# Short exercise
Output as a JSON list of strings every line from the one containing "Is it possible to tell me where the dirt paddock" through the end of the records, inclusive, with one string per line and blank lines left out.
-- start Working data --
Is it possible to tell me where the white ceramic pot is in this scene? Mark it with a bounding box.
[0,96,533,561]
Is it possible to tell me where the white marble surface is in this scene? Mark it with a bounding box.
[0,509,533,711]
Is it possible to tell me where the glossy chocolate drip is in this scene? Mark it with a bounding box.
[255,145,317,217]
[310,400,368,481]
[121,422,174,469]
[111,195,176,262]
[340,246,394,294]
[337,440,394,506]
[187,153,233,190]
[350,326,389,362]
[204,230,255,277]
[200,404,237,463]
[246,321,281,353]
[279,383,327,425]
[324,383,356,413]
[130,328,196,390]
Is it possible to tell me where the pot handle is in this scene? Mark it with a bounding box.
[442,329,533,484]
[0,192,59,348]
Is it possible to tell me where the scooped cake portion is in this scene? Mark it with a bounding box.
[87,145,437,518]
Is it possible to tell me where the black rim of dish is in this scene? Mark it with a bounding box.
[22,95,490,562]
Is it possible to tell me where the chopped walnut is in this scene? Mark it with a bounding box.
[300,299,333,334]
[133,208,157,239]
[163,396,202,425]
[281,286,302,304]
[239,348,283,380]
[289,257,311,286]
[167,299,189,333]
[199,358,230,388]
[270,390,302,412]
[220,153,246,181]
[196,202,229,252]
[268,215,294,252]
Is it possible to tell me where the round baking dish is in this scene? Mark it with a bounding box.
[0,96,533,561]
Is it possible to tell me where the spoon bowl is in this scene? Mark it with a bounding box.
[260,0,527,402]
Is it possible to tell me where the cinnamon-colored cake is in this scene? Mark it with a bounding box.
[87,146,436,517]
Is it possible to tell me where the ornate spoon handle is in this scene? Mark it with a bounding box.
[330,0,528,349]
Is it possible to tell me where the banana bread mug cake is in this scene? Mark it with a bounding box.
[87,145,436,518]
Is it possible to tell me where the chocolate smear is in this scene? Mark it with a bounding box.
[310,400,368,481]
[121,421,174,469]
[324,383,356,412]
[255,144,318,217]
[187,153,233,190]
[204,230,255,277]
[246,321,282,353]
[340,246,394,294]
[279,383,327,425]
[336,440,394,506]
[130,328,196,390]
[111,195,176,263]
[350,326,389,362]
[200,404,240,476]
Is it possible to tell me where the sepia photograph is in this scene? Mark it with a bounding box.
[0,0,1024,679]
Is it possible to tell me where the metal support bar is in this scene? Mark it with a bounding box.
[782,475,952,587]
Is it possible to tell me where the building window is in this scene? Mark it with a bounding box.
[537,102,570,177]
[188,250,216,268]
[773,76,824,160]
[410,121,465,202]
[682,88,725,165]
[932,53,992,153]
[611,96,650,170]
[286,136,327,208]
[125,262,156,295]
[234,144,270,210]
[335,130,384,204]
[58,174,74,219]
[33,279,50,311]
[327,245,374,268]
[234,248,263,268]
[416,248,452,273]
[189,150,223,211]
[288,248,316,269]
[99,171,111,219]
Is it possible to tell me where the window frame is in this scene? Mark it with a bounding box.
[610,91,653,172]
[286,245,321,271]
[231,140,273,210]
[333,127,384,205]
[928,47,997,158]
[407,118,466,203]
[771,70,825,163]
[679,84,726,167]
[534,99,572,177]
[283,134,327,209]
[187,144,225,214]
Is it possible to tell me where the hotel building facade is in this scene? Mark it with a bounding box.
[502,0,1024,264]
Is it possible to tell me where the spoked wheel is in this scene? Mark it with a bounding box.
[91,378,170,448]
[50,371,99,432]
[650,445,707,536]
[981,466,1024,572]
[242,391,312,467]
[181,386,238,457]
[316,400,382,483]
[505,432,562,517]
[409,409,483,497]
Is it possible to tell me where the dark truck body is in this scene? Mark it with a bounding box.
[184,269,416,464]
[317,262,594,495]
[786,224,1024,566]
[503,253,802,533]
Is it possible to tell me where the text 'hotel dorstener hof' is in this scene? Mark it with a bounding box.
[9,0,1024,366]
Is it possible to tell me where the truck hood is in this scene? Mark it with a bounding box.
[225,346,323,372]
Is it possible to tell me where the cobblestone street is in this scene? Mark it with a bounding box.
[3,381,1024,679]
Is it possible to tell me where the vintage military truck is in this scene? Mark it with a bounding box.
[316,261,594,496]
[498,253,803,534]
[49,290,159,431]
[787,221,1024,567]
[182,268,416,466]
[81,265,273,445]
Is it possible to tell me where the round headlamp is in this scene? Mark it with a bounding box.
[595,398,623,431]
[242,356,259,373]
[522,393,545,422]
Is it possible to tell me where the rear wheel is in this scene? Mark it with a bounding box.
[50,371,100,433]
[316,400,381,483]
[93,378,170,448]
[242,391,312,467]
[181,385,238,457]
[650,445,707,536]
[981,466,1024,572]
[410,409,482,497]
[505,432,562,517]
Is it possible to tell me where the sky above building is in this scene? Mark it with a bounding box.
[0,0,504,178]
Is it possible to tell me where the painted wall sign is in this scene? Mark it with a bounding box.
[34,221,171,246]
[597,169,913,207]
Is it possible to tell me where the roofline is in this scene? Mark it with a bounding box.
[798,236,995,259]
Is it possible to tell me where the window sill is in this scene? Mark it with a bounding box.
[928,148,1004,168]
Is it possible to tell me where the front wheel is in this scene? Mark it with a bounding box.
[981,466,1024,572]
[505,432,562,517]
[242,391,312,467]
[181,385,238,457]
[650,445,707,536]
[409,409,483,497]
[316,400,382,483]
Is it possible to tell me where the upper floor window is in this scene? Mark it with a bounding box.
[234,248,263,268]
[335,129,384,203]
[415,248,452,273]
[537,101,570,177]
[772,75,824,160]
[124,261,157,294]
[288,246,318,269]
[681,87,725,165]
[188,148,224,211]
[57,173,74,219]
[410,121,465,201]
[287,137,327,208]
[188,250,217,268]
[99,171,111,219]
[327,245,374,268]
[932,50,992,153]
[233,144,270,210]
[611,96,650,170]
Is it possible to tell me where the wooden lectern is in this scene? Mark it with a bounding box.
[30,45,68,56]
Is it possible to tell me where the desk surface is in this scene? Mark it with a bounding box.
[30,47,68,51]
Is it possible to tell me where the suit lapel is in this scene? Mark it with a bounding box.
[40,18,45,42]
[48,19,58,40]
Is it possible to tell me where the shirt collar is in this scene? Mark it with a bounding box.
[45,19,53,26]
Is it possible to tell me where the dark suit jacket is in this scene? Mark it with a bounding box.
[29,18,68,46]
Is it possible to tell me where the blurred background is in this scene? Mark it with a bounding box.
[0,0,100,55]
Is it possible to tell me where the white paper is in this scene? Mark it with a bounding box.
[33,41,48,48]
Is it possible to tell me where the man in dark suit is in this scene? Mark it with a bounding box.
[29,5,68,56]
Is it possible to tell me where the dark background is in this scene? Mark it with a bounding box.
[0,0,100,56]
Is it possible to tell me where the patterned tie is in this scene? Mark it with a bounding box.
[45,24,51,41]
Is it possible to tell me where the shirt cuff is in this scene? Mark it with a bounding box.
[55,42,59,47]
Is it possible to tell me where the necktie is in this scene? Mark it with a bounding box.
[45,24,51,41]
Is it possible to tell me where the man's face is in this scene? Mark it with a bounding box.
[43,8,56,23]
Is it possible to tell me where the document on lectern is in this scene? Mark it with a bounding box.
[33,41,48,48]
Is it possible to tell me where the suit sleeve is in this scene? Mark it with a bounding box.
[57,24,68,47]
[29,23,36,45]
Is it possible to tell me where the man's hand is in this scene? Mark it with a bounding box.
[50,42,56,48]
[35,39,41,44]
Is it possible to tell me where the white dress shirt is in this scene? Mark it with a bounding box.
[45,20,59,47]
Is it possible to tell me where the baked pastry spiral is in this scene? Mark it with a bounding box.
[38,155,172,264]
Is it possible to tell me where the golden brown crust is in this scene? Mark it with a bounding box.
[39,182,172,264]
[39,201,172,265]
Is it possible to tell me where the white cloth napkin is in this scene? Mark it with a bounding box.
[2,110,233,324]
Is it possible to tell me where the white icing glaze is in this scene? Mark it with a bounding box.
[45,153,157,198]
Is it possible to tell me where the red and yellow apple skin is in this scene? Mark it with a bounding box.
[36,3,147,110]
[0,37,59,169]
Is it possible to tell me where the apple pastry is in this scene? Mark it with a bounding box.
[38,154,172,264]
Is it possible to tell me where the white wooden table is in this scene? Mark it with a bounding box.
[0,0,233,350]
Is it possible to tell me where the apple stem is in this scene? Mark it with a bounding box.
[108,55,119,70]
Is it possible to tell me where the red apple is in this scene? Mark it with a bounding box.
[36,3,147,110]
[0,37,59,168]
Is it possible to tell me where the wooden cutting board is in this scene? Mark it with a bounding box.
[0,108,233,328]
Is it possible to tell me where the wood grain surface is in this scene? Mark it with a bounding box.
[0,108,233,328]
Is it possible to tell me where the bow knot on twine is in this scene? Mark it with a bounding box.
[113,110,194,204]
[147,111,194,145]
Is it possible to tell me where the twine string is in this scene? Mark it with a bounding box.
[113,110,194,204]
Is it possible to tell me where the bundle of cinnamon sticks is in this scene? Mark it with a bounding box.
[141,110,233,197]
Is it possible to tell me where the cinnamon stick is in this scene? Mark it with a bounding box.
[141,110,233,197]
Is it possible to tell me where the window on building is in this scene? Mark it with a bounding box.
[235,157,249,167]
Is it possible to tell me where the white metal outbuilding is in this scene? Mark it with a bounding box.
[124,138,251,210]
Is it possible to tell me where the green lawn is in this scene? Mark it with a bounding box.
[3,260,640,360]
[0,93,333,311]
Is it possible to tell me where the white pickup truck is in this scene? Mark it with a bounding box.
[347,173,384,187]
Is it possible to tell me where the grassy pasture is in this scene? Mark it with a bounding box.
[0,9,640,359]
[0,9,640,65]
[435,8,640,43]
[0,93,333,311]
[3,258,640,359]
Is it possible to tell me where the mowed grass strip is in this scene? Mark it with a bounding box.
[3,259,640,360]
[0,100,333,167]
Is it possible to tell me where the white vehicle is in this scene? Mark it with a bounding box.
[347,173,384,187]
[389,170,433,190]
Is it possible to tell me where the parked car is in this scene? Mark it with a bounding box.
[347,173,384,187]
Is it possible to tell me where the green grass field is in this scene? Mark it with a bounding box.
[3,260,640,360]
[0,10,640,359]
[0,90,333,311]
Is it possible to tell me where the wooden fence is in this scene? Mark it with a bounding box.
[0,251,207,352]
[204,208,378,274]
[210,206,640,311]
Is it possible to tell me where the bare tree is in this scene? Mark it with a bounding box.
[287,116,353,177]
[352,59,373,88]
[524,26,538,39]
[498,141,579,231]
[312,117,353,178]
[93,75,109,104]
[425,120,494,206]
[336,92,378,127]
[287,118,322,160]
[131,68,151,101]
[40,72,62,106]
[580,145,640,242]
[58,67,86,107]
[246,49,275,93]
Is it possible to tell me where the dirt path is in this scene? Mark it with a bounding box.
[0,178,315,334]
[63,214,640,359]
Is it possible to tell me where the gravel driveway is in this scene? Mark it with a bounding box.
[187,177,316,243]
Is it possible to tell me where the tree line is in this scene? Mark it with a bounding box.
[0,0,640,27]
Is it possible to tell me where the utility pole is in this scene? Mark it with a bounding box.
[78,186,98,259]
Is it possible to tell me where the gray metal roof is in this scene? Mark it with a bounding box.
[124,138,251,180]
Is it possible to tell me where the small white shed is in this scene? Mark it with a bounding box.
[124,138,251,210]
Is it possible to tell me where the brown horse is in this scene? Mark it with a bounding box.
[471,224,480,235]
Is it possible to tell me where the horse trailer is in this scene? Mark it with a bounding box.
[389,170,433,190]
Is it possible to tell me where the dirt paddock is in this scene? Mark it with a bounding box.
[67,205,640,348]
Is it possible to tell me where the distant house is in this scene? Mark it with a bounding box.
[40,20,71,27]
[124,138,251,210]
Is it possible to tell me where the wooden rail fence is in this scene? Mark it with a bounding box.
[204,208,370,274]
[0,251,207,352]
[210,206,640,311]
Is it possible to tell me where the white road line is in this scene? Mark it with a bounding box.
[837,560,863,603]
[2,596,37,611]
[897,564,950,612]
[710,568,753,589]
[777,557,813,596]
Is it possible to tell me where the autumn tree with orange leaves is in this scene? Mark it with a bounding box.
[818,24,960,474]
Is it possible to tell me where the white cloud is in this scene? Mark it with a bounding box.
-- end Working data --
# Full solution
[
  "Is it possible to tell me where the dirt paddock is in this scene? Mark it with a bounding box.",
  "[67,205,640,348]",
  "Is it possible to tell me where the distant house is in this scene? Mark it with a bounding box.",
  "[40,20,71,27]",
  "[124,138,251,210]",
  "Is it possible to tell me where the wooden rail fence is in this scene? Mark it with a bounding box.",
  "[204,208,370,274]",
  "[0,251,207,352]",
  "[210,206,640,311]",
  "Is it possible to tell me where the white road line is in this scene? Mark it with a bounding box.",
  "[837,560,863,603]",
  "[2,596,37,611]",
  "[897,564,950,612]",
  "[710,568,753,589]",
  "[777,557,813,596]",
  "Is it possible to tell me where the autumn tree with orange leaves is in this scene? Mark it with a bounding box.",
  "[818,24,960,474]",
  "Is it possible to tell me where the white cloud is in this scene? Mark it with a bounding box."
]